--- CONSIGNES ---
[1] Traduisez en anglais cette phrase de l'extrait sur les exercices militaires russes de 2013 : « Mais l’intérêt de la manœuvre semble plus large. »
[2] Poursuivez l'extrait sur les exercices militaires russes de 2013 après sa dernière phrase.

--- EXTRAIT CHOISI ---

Des exercices militaires d’une ampleur inégalée depuis la fin de l’Union soviétique ont débuté le 28 mars 2013 dans la région de la mer Noire. Prenant totalement par surprise le commandement militaire, l’objectif premier était de vérifier le niveau opérationnel des forces armées après les restructurations de la réforme de 2008[1]. Mais l’intérêt de la manœuvre semble plus large. Moscou n’a en effet pas prévenu les Etats riverains de la mer Noire ou de l’OTAN, transformant de simples exercices en une démonstration de force visant à souligner que la Russie, après avoir été en retrait pendant une vingtaine d’années, est déterminée à renforcer son influence dans cette région[2]. Le bilan de ces manœuvres est difficile à établir, néanmoins les experts s’accordent à dire qu’il est potentiellement majeur pour l’environnement géostratégique eurasien. S’agit-il d’une manifestation de force ponctuelle destinée à muscler la diplomatie russe au Proche-Orient ? Ou bien s’agit-il plus largement d’une orientation nouvelle de la politique de défense vers un emploi expéditionnaire des forces armées russes ? Enfin, quelle est sa portée géostratégique[3] ?
Un bilan militaire satisfaisant : la modernisation de l’armée semble bien engagée
Depuis 2008, l’armée russe connaît la réforme la plus importante depuis la création de l’armée rouge en 1918 (celle-ci est décrite dans un article récemment posté sur ce blog[4]). Restructurée en profondeur, les forces armées devaient évoluer vers un format fortement réduit, plus expéditionnaire et mieux équipé. Les personnels d’active ont été réduits, leur nombre est passé de plus de 1,2 million à moins d’un million, et connaissent de nombreux changements structurels visant à augmenter le professionnalisme des troupes. Ces réductions d’effectifs s’accompagnent en outre d’une augmentation significative du budget. Fixé à 3% du PIB, il représente en 2012 le cinquième budget de défense mondial et pourrait dépasser les budgets français et britannique dans les années à venir. Un accent a notamment été porté sur l’acquisition et la modernisation de l’équipement, avec un investissement de 700 milliards $ sur la décennie 2011-2020.

--- DONNÉES ---
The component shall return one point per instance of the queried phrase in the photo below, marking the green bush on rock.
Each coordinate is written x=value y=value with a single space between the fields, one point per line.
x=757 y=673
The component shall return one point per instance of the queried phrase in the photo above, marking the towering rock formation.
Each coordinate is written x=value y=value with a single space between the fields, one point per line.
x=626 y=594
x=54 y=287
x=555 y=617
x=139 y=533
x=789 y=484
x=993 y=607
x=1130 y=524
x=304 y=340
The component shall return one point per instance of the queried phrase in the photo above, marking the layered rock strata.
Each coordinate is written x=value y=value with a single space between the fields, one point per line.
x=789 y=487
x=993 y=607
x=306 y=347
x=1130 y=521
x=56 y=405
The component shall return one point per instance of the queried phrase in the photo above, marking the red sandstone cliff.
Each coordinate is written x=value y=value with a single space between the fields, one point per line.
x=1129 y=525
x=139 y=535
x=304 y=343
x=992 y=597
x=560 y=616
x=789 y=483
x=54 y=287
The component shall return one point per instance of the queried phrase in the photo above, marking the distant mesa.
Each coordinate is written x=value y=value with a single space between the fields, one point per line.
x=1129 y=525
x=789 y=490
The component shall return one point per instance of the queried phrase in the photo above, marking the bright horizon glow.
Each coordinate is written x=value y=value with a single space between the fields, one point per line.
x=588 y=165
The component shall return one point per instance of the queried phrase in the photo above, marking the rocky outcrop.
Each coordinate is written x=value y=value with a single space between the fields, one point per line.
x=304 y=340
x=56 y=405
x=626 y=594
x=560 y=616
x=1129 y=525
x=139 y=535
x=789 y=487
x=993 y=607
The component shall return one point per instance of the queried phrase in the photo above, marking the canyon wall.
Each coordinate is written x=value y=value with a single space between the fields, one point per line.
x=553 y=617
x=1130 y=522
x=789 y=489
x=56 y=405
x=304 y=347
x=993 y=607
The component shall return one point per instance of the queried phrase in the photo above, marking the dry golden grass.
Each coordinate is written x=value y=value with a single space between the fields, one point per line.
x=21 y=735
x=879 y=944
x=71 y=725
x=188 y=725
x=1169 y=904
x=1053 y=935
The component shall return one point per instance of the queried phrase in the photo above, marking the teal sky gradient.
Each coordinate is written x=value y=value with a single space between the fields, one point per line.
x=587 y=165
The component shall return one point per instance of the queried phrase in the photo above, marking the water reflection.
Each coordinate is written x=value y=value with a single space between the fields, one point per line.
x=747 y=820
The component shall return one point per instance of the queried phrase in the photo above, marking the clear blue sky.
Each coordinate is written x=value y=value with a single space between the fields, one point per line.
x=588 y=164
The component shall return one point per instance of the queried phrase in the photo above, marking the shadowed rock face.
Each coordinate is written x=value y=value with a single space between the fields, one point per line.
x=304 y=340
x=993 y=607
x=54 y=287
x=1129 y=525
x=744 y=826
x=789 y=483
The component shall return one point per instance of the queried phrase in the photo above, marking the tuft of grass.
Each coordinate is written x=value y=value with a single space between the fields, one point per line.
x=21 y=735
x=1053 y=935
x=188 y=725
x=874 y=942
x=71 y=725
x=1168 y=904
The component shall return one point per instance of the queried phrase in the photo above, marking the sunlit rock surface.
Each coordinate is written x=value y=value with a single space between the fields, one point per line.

--- CORRIGÉ DES EXERCICES ---
[1] But the significance of the maneuver seems broader.

[2]
Or, les premiers objectifs de la réforme ayant été fixés fin 2012, la nécessité d’en évaluer le succès s’est fait sentir. D’autant que le limogeage du ministre à l’origine de ces réformes en novembre dernier[5] a imposé la nécessité d’établir plus de clarté sur l’état de la nouvelle armée russe et de maintenir la pression sur les efforts de transition. Le Kremlin est pour cela revenu aux pratiques délaissées depuis la fin de la Guerre froide : les exercices non planifiés[6].
Les manœuvres conduites en mer Noire au mois de mars ne sont pourtant pas les premières de l’année 2013. Fin février, des troupes des districts Central et Sud, dont un régiment parachutiste, ont effectué un entraînement dans la région de l’Oural, mobilisant une vingtaine d’avions de transport militaires[7]. Pour autant, la manœuvre de mars est d’une plus grande échelle. Trente-six navires de guerre des bases navales de Sébastopol et de Novorossisk ont été mobilisés, ainsi que des unités aériennes, principalement de transport, des forces d’intervention rapide, notamment parachutistes, et des forces spéciales. Le porte-parole du président Poutine indique que le total s’élève à environ 7 000 troupes, 250 véhicules blindés et une quarantaine d’aéronefs[8].
Les experts militaires estiment que le niveau opérationnel observé lors de cet exercice est inégalé depuis la fin de l’Union soviétique. Les capacités tactiques des soldats et le commandement opérationnel ont vraisemblablement témoigné des succès de la réforme.
Le commandement, faiblesse majeure de l’armée postsoviétique, a ainsi été simplifié et amélioré par le passage de la structure divisionnelle et régimentaire à une organisation basée sur trois niveaux de commandement, le district militaire (niveau stratégique), le commandement opérationnel (niveau opératif) et la brigade (niveau tactique). Les observateurs russes attribuent en grande partie la hausse du niveau opérationnel attestée par ces exercices à cette réforme du commandement. L’autre innovation structurelle majeure est l’autorité des commandants de districts. Ils commandent désormais l’ensemble des forces du district, permettant ainsi de renforcer la réactivité d’une action interarmée, comme dans le cas présent.
Le bilan de ces manœuvres est donc globalement positif et signale que l’armée russe a bien amorcé son processus de transition. Néanmoins, étant donné la nature des forces employées (principalement des troupes d’élite), il est difficile de tirer des conclusions sur l’évolution de l’ensemble des forces armées. La gestion des personnels et les plans d’équipement, essentiels à l’évolution de l’armée dans son ensemble, ne manifesteront leurs effets que dans les années à venir. En revanche, le type d’exercice révèle l’orientation qu’est en train d’adopter Moscou quant à l’utilisation de ses forces conventionnelles, longtemps marginalisées par rapport à la composante nucléaire et fortement empreintes d’une logique d’emploi statique, focalisée sur la défense du territoire.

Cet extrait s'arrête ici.